WRITTEN PROBLEM –
Will you quote all of the entries, word for word?

>> START RECORDS SUPPLIED

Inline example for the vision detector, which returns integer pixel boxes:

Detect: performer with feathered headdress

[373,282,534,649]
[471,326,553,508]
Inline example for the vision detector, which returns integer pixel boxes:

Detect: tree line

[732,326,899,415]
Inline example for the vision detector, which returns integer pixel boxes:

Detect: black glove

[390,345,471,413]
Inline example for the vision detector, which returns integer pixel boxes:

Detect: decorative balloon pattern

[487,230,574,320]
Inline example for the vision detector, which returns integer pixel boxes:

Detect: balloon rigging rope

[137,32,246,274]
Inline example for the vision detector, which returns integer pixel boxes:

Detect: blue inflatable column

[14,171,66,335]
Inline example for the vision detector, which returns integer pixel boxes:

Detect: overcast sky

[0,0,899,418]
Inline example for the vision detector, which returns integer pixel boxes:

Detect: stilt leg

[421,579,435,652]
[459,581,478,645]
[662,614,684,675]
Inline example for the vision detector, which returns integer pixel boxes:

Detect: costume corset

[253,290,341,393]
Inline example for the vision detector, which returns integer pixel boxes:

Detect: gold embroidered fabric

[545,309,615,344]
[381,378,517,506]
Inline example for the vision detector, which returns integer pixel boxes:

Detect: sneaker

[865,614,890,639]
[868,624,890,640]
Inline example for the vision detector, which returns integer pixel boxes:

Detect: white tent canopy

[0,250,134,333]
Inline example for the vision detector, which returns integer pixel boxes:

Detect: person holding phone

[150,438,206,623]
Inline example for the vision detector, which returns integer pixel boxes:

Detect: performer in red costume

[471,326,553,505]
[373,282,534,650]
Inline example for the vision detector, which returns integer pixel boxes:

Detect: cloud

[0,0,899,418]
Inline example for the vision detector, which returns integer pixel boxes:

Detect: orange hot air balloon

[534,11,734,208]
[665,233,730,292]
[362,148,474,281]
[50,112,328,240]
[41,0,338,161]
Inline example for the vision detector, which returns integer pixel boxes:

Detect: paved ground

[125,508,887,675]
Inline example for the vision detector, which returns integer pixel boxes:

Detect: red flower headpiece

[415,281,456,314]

>> END RECORDS SUPPLIED

RESULT OF THE EXERCISE –
Inline example for the vision detector, which returns integer pixel boxes:

Detect: performer with feathered headdress

[373,282,534,649]
[471,326,553,508]
Inline example for the vision detector, which returns integer pixel boxes:

Detect: tree line

[732,326,899,415]
Inline example for the vision detector, which returns integer pixel boxes:

Detect: black glove

[390,345,471,413]
Inline example for the vision detector, which returns integer pixel boxes:

Detect: decorative balloon pattern

[487,230,574,320]
Inline example for the vision detector, which returns integer pixel boxes:

Detect: balloon rigging rope

[137,32,246,274]
Inline example for the vision detector, which returns integer pixel boxes:

Detect: blue inflatable column

[14,171,66,335]
Inline example for the vision detector, which returns integer pixel boxes:

Detect: overcast sky

[0,0,899,418]
Inline example for the vision detector, which returns integer pixel boxes:

Detect: stilt leg

[421,579,435,652]
[459,581,478,645]
[662,614,684,675]
Inline example for the vision detector, which returns integer pixel boxes:

Detect: costume corset

[253,290,341,393]
Inline example for the vision detector, which returns integer pixel boxes:

Detect: gold embroidered fabric

[545,309,615,344]
[381,378,517,506]
Inline example for the vision detector, which returns integer pixel boxes:

Detect: sneaker

[865,614,890,639]
[868,624,890,640]
Inline example for the vision detector, which returns integer pixel boxes:

Detect: white tent canopy

[0,250,134,333]
Inline example for the vision detector, which returns integer pixel boxes:

Detect: person holding phone

[150,438,206,623]
Inline example for the vision detector, which returns integer pixel boxes:

Detect: performer in red costume

[471,326,553,505]
[373,282,534,650]
Inline example for the vision detector, which returns integer pixel boxes:

Detect: cloud

[0,0,899,418]
Inline example for the vision detector, which returns integer pixel boxes:

Detect: orange hot air balloon

[534,11,734,208]
[665,233,730,292]
[362,148,474,281]
[50,112,328,240]
[41,0,338,161]
Inline example for the vision detector, which returns integer pixel boxes:

Detect: paved ground

[125,508,887,675]
Inline example for the vision detector, which returns integer pixel boxes:

Detect: red flower headpiece

[415,281,456,314]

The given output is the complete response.